(Point-per-instance localization data)
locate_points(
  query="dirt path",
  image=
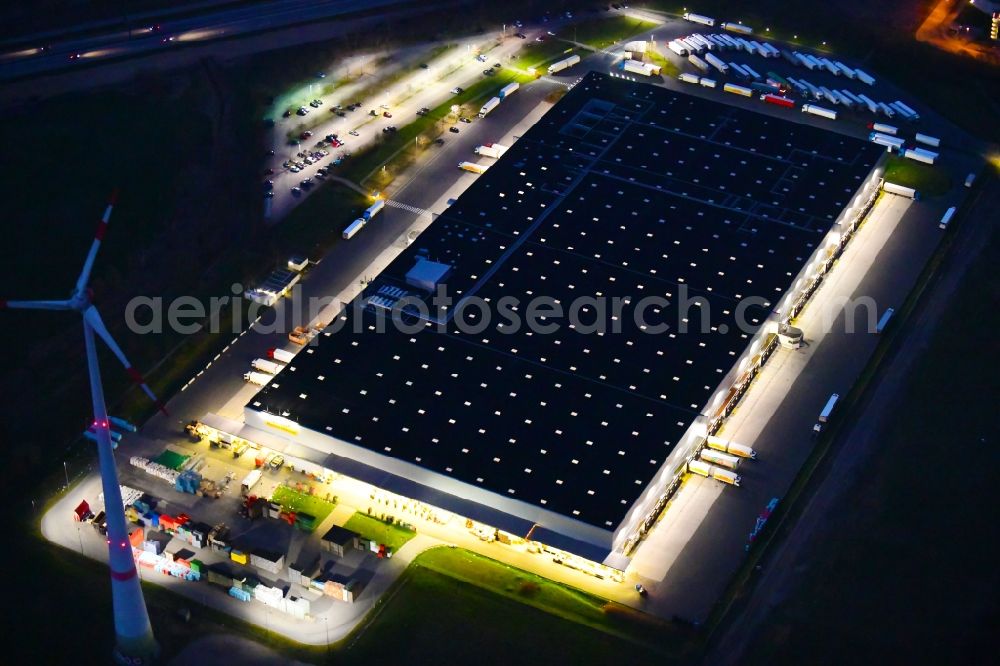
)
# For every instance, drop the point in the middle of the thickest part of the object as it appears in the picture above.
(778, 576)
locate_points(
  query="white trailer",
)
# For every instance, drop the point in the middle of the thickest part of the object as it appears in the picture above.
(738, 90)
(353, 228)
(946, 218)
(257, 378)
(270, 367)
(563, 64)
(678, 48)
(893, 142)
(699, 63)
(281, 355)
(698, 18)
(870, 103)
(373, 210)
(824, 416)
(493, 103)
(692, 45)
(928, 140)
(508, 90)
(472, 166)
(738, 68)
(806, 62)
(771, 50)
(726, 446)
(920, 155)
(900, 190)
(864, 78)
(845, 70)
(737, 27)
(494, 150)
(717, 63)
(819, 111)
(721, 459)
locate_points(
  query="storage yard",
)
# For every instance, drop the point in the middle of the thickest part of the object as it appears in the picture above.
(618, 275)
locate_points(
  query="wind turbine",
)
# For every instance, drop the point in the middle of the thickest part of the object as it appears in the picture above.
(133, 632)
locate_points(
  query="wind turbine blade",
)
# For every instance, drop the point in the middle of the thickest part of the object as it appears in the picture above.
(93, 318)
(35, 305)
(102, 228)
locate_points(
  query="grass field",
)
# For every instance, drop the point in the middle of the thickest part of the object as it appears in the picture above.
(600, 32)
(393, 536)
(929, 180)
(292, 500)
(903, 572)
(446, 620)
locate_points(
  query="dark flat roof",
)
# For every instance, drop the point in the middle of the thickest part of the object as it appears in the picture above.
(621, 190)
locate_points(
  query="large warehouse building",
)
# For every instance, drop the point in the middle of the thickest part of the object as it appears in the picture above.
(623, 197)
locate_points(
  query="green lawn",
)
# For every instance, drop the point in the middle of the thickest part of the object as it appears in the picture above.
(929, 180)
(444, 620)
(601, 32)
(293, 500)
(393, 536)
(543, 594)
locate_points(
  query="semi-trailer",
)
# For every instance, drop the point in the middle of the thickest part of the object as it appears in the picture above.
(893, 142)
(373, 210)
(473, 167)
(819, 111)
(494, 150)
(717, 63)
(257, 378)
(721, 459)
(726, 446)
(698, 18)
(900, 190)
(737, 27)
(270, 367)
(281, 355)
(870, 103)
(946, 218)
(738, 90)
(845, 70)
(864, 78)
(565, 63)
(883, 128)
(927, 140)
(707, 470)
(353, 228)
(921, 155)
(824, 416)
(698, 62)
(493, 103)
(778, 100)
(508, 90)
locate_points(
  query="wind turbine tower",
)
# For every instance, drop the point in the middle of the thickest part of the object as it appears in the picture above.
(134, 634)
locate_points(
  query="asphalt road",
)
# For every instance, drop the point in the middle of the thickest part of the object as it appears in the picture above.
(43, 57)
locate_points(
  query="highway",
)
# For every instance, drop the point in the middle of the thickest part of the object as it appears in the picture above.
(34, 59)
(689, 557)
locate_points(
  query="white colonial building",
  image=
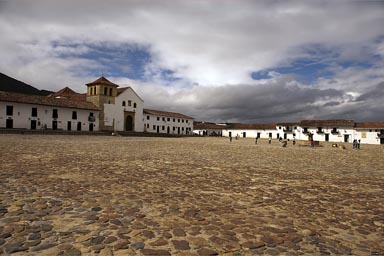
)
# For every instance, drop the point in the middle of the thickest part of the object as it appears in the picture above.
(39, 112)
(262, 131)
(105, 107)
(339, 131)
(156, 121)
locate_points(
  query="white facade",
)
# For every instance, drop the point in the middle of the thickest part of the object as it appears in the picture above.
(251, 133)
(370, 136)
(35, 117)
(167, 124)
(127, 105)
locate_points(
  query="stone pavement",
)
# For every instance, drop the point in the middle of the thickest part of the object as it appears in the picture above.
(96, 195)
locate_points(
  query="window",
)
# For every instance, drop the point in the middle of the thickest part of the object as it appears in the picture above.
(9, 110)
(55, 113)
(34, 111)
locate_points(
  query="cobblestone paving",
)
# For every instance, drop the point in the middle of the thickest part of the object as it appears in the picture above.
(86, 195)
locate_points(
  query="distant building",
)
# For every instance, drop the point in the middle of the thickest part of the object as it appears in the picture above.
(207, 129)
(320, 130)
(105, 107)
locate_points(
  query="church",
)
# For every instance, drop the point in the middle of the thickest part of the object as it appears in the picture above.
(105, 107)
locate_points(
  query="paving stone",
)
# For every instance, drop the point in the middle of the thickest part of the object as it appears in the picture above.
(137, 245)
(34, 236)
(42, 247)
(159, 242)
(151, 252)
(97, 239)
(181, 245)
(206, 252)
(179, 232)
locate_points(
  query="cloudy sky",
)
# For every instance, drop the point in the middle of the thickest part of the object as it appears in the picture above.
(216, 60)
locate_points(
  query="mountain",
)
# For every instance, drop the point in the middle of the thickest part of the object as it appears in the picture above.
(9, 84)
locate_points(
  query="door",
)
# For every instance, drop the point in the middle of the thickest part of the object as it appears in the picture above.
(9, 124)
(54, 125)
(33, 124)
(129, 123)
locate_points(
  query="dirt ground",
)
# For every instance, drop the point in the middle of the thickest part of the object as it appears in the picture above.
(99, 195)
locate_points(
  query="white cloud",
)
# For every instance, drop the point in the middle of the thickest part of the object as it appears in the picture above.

__PROBLEM TO WORK ON__
Give back the data exactly, with no images.

__EXERCISE ANSWER__
locate_points(
  query="dirt path",
  image=
)
# For every instance, drop the point in the middle of the thickest part of the object as it appears in the picture above.
(778, 576)
locate_points(
  query="white trailer",
)
# For every instance, drop the point in the middle of the thickest part of the object as it appears in the picture above.
(738, 90)
(353, 228)
(946, 218)
(257, 378)
(270, 367)
(563, 64)
(678, 48)
(893, 142)
(699, 63)
(281, 355)
(698, 18)
(870, 103)
(373, 210)
(824, 416)
(493, 103)
(692, 45)
(928, 140)
(508, 90)
(472, 166)
(738, 68)
(806, 62)
(771, 50)
(726, 446)
(920, 155)
(900, 190)
(864, 78)
(845, 70)
(737, 27)
(494, 150)
(717, 63)
(819, 111)
(721, 459)
locate_points(
  query="storage yard",
)
# For every instance, drop the point in the middle of the thickest part of the object as it appears in the picture above.
(618, 275)
locate_points(
  query="wind turbine",
)
# For every instance, drop the point in the middle of the thickest part of the object as it appears in the picture above.
(133, 632)
locate_points(
  query="wind turbine blade",
)
# For every instance, drop the point in the middle of the thickest part of the object as it appears in the picture above.
(93, 318)
(35, 305)
(102, 228)
locate_points(
  query="grass field",
)
# For every instance, drop the point in the middle of the thickest part of the object as it appears in the picture above.
(600, 32)
(393, 536)
(929, 180)
(292, 500)
(903, 572)
(446, 620)
locate_points(
  query="dark flat roof",
)
# For every instance, drop the point in the middle of the thickest part of the object as it appears in the picture above.
(621, 190)
locate_points(
  query="large warehouse building",
)
# For every instance, drop the point in the middle of the thickest part of the object as it appears in the picture above.
(623, 197)
locate_points(
  query="green lawn",
)
# For every instance, drop the point in the middle of the thickest part of the object as it appears in the picture above.
(929, 180)
(444, 620)
(601, 32)
(293, 500)
(393, 536)
(543, 594)
locate_points(
  query="semi-trailer",
)
# For every instance, drop the point in the middle of the thickest part of the object as it appears in the picture above.
(893, 142)
(373, 210)
(473, 167)
(819, 111)
(494, 150)
(717, 63)
(257, 378)
(721, 459)
(726, 446)
(698, 18)
(900, 190)
(737, 27)
(270, 367)
(281, 355)
(870, 103)
(946, 218)
(738, 90)
(845, 70)
(864, 78)
(565, 63)
(883, 128)
(927, 140)
(707, 470)
(353, 228)
(921, 155)
(824, 416)
(698, 62)
(493, 103)
(778, 100)
(508, 90)
locate_points(
  query="wind turbine tower",
)
# For every instance, drop the point in the middle of the thickest part of the object as it appears in the picture above.
(134, 634)
locate_points(
  query="asphalt road",
)
# For every instance, drop the point in the middle of the thickest part of the object as it appears in the picture above.
(43, 57)
locate_points(
  query="highway",
)
# For every instance, drop the point in the middle of the thickest part of the object as it appears in the picture above.
(34, 59)
(689, 557)
locate_points(
  query="white colonial building",
  image=
)
# For every instance, drop the point in the middle of the thickest part of the object as it appears in the picture above.
(39, 112)
(262, 131)
(105, 107)
(339, 131)
(156, 121)
locate_points(
  query="white facade",
)
# For every instance, drop the point in the middle of the thickest part of the object as it appears in the picture above.
(251, 133)
(370, 136)
(35, 117)
(167, 124)
(127, 105)
locate_points(
  query="stone pavement",
)
# For every instance, drop the point in the middle of the thickest part of the object as it appears in the picture above.
(96, 195)
locate_points(
  query="window",
)
# For every instance, drop the point in the middle of the thickest part of the object as it appears in the picture above.
(9, 110)
(55, 113)
(34, 111)
locate_points(
  query="cobblestone paving",
)
# For every instance, drop the point in the middle of the thickest part of the object as it appears in the picture above.
(86, 195)
locate_points(
  query="distant building",
)
# For every instance, drop the point in the middle of the thickest part of the object as it appears in the picture above.
(207, 129)
(320, 130)
(105, 107)
locate_points(
  query="church",
)
# For every instance, drop the point in the middle of the thickest part of the object as it appears in the picture above.
(105, 107)
locate_points(
  query="paving stone",
)
# For every instance, drop the point in the middle of the thickest part of the object as it appears in the picture above.
(137, 245)
(34, 236)
(42, 247)
(159, 242)
(151, 252)
(97, 239)
(181, 245)
(206, 252)
(179, 232)
locate_points(
  query="cloudy sky",
)
# For every instance, drop the point in the middle of the thickest part of the object as it appears in the picture above.
(216, 60)
locate_points(
  query="mountain",
)
# For every instance, drop the point in the middle of the thickest part of the object as it appears in the picture above.
(9, 84)
locate_points(
  query="door",
)
# For every instance, drop the point in the middle of the thickest part of the object as it appears in the picture above.
(9, 124)
(54, 125)
(33, 124)
(129, 123)
locate_points(
  query="dirt ground",
)
# For every instance, drop the point in the middle of the thickest part of the object as it appears in the picture above.
(99, 195)
locate_points(
  query="white cloud",
)
# For every instance, drop the point in the middle of the thickest part of the object as it appears in the picture above.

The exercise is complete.